____ TEXTE PROPOSÉ
Rose Berthet la directrice du théâtre de l’atelier n’a jamais perdu de vue qu’elle dirigeait un lieu mythique. On est au cœur de l’histoire du théâtre, celle du Cartel – Baty, Dullin, Jouvet et Pitoëff, ces grands hommes qui se sont battus pour l’art. Dans cet esprit, elle a commandé à Johanny Bert, talentueux metteur en scène, marionnettiste et plasticien (Hen, La (nouvelle) ronde, Le spleen de l’ange), un spectacle. Il a proposé Juste la fin du monde de Jean-Luc Lagarce.
Une belle rencontre

L’artiste à la tête de la compagnie Théâtre de Romette a choisi pour incarner le personnage principal, Louis, Vincent Dedienne. Ils se connaissent depuis quinze ans, à l’époque de la Comédie de Saint-Étienne. Le comédien, à juste titre très en vogue aujourd’hui, accepte le projet. Mais, il y ajoute une condition, celle de présenter en même temps le Journal de Jean-Luc Lagarce. Les deux œuvres vont alors se répondre, parler de ce qui fait acte dans l’œuvre de l’auteur, l’homosexualité, le Sida, les non-dits, la construction, la famille, le théâtre et l’art.
En 2007, pour la manifestation Année […] Lagarce, qui célébrait le cinquantième anniversaire de la naissance de l’auteur, François Berreur, co-fondateur des éditions Les Solitaires intempestifs, avait eu ces mots en parlant de son ami et compagnon de travail : « mort à la fin du XXe siècle, son œuvre s’inscrit dans un contexte : la courte durée de la vie dans l’humanité ». Et c’est bien ce que l’on va entendre dans ces deux spectacles.
Juste la fin du monde : au cœur des silences
C’est une des pièces les plus montées de l’auteur qui, sachant qu’il va mourir, met au centre de son écriture, la disparition et la famille. Si on lui préfère sa deuxième version augmentée, Pays Lointain, Juste la fin du monde demeure une œuvre bouleversante dans laquelle l’auteur explore ces non-dits mortifères qui peuvent tuer les vivants.
Un fils rentre chez lui après des années d’absence… Il ne revient pas jouer au retour du fils prodigue, mais pour annoncer sa mort prochaine. Il repartira sans rien avoir dit. La famille est l’axe central de notre vie. Elle nous forge. On a beau la fuir, elle nous rattrape. Lagarce décrit une famille d’une banalité affligeante qui depuis longtemps n’a plus rien à se dire.
« Les gens qui ne disent jamais rien, on croit juste qu’ils veulent entendre. »
________
____ DONNÉES BRUTES
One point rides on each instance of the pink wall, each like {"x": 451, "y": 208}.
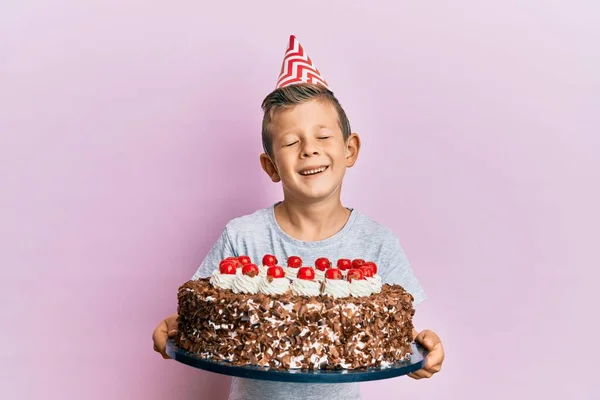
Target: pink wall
{"x": 126, "y": 125}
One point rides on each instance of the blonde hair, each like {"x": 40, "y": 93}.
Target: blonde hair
{"x": 293, "y": 95}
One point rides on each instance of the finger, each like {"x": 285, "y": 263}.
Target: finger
{"x": 435, "y": 358}
{"x": 422, "y": 373}
{"x": 172, "y": 325}
{"x": 159, "y": 337}
{"x": 428, "y": 339}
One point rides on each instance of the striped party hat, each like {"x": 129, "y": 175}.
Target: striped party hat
{"x": 297, "y": 67}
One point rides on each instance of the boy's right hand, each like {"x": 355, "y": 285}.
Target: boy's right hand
{"x": 166, "y": 329}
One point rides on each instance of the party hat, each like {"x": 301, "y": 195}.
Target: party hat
{"x": 297, "y": 67}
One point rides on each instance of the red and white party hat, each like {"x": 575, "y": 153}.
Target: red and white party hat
{"x": 297, "y": 67}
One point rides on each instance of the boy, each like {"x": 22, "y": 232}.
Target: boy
{"x": 308, "y": 145}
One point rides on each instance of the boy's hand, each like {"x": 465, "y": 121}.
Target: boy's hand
{"x": 166, "y": 329}
{"x": 435, "y": 358}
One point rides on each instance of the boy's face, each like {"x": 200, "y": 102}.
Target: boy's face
{"x": 310, "y": 155}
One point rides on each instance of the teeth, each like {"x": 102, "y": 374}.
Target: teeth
{"x": 313, "y": 171}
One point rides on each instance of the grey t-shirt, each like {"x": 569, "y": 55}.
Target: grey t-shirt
{"x": 259, "y": 233}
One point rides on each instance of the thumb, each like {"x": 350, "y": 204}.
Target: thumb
{"x": 172, "y": 326}
{"x": 428, "y": 339}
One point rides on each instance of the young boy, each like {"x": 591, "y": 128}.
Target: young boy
{"x": 308, "y": 145}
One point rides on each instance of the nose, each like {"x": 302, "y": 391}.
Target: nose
{"x": 309, "y": 149}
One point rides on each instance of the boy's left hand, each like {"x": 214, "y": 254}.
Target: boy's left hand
{"x": 435, "y": 358}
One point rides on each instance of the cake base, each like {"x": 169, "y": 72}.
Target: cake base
{"x": 416, "y": 362}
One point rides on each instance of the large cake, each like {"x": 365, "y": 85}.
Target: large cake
{"x": 296, "y": 316}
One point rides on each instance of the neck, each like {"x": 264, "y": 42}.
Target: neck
{"x": 311, "y": 221}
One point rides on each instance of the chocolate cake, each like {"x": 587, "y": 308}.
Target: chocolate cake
________
▶ **CONSIGNE**
Relevez, dans le texte sur le théâtre de l'Atelier, tous les noms des membres du Cartel.

▶ **CORRIGÉ**
Baty, Dullin, Jouvet, Pitoëff